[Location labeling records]
·····
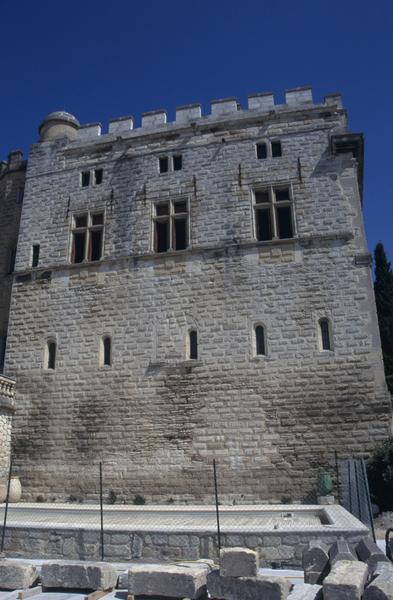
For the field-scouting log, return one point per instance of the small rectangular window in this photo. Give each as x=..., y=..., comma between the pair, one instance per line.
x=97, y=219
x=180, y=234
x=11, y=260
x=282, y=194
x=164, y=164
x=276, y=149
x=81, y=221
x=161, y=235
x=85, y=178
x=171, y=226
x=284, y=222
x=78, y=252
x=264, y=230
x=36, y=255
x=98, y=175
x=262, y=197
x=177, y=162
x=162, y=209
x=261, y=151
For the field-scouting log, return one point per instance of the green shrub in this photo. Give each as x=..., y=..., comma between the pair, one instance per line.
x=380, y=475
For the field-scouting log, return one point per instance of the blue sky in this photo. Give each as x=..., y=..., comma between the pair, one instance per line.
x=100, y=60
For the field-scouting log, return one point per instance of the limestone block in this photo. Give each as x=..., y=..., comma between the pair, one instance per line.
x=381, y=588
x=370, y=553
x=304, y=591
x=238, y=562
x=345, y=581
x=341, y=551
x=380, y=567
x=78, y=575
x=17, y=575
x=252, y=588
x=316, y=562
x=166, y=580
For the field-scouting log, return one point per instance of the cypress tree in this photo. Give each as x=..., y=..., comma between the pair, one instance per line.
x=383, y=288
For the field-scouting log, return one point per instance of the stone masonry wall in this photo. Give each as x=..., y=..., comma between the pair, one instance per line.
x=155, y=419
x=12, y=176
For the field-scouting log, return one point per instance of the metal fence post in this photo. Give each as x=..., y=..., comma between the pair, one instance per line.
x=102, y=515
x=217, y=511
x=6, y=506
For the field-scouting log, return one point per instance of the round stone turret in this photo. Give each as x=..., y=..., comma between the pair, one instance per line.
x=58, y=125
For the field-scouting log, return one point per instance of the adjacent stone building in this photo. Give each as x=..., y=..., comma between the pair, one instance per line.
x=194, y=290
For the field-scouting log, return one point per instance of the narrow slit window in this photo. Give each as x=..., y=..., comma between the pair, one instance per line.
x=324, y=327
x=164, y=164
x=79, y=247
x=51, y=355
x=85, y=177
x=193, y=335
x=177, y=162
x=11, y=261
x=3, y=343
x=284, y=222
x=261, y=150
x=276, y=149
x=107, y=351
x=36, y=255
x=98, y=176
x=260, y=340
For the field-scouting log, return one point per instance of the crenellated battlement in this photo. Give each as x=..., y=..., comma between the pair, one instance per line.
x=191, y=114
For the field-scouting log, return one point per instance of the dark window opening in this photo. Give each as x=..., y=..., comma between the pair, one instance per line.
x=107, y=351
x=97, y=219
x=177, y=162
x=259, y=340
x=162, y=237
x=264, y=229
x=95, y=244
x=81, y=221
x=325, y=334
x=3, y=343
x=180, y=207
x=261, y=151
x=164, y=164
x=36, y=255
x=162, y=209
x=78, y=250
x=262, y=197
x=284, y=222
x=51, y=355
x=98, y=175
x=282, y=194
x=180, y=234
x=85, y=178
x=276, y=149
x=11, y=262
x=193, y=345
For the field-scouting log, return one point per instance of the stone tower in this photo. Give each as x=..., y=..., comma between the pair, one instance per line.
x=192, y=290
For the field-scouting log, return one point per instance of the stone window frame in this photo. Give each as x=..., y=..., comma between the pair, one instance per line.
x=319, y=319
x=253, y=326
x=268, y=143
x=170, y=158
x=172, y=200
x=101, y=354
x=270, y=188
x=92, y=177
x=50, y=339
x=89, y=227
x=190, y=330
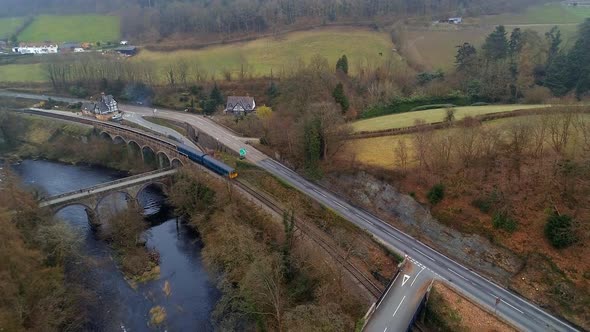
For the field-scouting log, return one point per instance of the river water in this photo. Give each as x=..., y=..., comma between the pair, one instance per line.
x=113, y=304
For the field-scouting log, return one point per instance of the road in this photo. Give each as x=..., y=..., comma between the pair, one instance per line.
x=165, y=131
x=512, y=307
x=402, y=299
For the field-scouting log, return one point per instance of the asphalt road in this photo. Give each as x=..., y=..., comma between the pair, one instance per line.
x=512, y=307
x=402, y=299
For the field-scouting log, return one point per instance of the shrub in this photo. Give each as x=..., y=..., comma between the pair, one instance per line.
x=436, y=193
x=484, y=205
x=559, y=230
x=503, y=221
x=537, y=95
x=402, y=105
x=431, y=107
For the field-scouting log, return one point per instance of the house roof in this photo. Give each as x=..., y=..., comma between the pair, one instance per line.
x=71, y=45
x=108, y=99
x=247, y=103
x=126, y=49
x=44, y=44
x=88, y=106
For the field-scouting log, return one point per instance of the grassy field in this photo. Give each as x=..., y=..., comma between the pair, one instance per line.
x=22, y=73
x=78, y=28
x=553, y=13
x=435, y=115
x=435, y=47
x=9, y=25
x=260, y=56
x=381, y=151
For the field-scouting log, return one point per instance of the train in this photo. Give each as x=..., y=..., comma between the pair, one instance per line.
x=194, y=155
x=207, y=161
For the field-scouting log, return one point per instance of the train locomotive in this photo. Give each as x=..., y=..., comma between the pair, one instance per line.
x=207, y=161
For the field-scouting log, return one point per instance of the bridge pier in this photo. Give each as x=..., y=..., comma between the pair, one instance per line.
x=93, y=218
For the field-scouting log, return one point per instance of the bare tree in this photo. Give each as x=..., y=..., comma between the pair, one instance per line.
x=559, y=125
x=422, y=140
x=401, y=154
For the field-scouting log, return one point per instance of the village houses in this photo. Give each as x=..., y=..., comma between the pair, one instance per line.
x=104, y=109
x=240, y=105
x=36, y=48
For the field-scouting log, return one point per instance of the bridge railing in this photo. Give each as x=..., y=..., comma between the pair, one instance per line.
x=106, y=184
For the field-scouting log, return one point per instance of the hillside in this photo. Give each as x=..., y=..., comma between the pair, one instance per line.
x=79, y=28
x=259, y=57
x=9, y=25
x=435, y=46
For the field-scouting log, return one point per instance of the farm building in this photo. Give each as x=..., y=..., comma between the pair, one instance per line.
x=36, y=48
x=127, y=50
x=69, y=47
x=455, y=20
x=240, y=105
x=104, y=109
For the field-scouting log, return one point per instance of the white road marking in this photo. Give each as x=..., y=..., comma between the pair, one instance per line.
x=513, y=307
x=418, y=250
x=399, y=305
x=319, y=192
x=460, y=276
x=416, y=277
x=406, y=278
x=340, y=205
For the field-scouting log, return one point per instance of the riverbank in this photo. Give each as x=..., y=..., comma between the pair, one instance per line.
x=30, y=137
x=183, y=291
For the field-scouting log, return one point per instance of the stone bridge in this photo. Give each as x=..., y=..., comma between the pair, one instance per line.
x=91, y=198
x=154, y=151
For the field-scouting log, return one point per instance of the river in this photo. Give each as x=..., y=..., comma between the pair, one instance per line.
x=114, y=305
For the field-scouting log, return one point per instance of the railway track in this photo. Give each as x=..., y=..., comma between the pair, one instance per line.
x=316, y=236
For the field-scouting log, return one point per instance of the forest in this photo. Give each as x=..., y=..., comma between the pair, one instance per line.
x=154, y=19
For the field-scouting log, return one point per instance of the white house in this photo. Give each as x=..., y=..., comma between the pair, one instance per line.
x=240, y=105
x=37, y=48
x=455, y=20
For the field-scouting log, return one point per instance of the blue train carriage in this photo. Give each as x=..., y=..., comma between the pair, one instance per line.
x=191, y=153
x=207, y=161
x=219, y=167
·····
* WHAT IS REQUIRED
Take everything from the line containing "the stone tower" down to the line containing "x=192, y=290" and write it out again, swapping "field-scouting log" for "site survey log" and leaving the rest untouched.

* RESULT OF THE TASK
For the site survey log, return one point per instance of the stone tower in this photo. Give each as x=..., y=..., comma between the pair, one instance per line.
x=192, y=290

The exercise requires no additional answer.